--- Work item ---
Answer these questions about the passage on beginning to write:
(a) What name does the passage give to the unknown, unseen somebody "out there"?
(b) How is the rightness of things in a story generally revealed?
(c) According to the passage, how do inspiration, confidence, and the other things a writer wants eventually come?

--- Document excerpt ---
The only way to begin is to begin, and begin right now. If you like, begin the minute you finish reading this paragraph. For sure, begin before you finish reading this book. I have no doubt the day is coming when you will be wiser or better informed or more highly skilled than you are now, but you will never be more ready to begin writing than you are right this minute. The time has come. You already know, more or less, what a good story looks like. You’ve already got in mind some human situation that matters to you. You need nothing more. Begin with whatever gives you the impetus to begin: an image, a fantasy, a situation, a memory, a motion, a situation, a set of people—anything at all that arouses your imagination. The job is only to get some or all of this into words able to reach and touch an unknown, unseen somebody “out there” known as the Reader. You must plunge into it. And you must do it now.

It would be nice, I suppose, to begin at the perfect point in the story, in the perfect way, using the perfect voice to present exactly the desired scene. Unfortunately, you have no choice but to be wholly clueless about all of this. The rightness of things is generally revealed in retrospect, and you’re unlikely to know in advance what is right and wrong in a story that has not yet been written. So instead of waiting until everything is perfect, begin anyhow, anywhere, and any way. The result probably will not be exactly right. It may not be even close. So what? You’re going to persist until you get it right.

While I’m sure you can think of good reasons to procrastinate, I very much doubt there’s much real merit in any of them. There is no need to wait for inspiration; no need to find your confidence; no need to know exactly why or what you’re writing; no need read wise and thoughtful books about how to write; no need to know your story; no need to understand your characters; no need to be sure you’re on the right track; no need even for your research to be complete. No need now. Later on, it will be very nice indeed to have some or all of these fine things. You will of course eventually want inspiration and confidence and self-knowledge and faith in your project and informed technique and a finished story with developed characters and completed competent research. But every single one of these things—even the research—comes to you only in the process of writing. They are the result of writing. If you let any one of them immobilize you before you write, I can guarantee that a year from now you will still be waiting to begin. The belief that you must have them to begin is the most common mistake of all, and it is fatal. Right here—on the jagged rocks of that false belief—is where most good ideas break up and sink without trace. Inspiration and confidence and conviction and craft and knowledge are not what make writing possible. It’s exactly the other way around. Writing makes them possible.

--- Data shown ---
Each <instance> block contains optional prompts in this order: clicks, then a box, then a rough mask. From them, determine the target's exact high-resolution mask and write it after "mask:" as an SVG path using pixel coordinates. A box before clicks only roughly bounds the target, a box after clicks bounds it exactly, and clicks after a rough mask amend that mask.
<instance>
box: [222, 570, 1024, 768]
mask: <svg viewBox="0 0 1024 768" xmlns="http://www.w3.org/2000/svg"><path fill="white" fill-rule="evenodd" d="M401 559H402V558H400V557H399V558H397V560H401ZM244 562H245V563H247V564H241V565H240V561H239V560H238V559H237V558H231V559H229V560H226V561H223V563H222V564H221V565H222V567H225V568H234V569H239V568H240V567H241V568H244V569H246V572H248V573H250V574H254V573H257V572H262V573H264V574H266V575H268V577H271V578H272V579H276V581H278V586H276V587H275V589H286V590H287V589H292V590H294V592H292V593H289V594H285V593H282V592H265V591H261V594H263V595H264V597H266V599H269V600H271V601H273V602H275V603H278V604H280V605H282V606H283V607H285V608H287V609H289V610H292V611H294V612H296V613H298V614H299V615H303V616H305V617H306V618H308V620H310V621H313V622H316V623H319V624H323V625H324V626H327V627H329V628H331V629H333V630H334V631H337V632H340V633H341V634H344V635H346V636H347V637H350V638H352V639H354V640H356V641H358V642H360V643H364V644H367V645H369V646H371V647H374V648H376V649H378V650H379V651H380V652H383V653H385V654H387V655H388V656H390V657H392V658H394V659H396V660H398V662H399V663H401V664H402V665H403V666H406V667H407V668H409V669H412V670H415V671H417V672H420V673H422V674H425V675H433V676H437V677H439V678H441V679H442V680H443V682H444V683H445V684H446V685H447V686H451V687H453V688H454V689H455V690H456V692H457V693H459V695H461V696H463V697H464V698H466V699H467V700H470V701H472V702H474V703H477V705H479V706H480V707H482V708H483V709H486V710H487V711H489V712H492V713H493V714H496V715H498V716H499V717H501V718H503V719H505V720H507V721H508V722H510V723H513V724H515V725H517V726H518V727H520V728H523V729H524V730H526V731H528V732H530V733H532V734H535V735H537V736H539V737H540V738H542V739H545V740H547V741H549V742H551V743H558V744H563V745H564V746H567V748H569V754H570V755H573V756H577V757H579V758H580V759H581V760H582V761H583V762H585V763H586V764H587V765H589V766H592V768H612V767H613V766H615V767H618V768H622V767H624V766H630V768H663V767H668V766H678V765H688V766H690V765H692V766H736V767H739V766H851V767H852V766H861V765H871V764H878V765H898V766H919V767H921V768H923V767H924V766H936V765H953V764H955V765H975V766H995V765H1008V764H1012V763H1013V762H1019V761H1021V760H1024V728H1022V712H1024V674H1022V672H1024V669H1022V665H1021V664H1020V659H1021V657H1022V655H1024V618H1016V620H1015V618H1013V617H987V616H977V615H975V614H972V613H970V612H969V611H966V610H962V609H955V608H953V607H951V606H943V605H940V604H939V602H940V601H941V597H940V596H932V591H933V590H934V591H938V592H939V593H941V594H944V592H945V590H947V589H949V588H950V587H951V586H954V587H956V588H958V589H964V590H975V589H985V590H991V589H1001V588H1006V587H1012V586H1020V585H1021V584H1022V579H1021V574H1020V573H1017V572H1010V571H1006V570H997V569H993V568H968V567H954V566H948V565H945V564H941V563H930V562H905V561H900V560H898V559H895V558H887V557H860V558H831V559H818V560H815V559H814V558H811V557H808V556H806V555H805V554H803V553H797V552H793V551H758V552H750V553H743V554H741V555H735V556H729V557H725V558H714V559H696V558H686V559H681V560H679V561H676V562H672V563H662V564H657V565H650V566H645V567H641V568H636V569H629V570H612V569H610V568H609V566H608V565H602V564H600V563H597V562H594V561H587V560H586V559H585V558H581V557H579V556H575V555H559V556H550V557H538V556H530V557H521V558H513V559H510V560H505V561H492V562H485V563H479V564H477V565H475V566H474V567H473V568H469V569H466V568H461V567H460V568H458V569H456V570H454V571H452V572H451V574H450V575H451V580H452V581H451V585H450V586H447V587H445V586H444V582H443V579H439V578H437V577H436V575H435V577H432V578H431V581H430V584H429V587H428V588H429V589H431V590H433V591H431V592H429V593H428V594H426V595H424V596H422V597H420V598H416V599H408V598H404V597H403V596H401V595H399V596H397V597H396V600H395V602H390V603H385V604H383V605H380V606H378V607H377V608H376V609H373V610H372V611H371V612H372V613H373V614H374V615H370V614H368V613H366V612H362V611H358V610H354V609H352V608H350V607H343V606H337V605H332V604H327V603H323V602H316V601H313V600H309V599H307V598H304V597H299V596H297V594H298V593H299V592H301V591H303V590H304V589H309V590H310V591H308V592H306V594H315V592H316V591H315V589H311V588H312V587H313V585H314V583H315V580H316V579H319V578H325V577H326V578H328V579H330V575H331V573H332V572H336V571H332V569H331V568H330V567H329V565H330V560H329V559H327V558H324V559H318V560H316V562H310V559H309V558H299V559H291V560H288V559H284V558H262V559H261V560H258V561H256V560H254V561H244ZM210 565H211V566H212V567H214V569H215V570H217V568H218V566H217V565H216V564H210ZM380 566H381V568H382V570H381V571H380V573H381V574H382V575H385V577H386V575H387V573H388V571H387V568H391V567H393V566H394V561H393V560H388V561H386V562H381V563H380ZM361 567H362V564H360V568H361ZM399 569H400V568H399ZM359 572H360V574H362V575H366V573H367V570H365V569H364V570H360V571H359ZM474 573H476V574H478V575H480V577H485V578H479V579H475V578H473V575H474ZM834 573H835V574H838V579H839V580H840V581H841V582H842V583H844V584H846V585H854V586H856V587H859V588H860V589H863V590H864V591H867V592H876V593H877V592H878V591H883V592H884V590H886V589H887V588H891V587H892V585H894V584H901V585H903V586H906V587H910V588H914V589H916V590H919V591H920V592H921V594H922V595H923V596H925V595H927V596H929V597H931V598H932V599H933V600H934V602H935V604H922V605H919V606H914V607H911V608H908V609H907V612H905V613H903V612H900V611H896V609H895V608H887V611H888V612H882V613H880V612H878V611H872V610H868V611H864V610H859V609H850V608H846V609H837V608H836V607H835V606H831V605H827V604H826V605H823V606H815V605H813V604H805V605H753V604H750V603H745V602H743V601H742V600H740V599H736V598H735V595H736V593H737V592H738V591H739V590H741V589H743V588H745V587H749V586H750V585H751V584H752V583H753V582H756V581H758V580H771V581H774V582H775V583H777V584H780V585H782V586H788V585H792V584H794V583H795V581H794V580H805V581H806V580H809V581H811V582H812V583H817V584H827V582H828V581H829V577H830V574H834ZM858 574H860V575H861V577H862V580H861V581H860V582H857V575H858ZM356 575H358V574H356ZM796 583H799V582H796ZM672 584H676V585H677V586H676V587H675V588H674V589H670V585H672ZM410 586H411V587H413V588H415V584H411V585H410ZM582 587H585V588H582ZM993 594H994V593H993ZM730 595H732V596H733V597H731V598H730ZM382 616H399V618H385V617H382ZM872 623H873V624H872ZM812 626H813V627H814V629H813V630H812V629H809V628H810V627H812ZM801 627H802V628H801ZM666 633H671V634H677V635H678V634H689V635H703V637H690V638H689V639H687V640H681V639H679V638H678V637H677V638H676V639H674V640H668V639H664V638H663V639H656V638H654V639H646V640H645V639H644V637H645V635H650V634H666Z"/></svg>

--- Final answer ---
(a) The Reader.
(b) In retrospect.
(c) Only in the process of writing; they are the result of writing.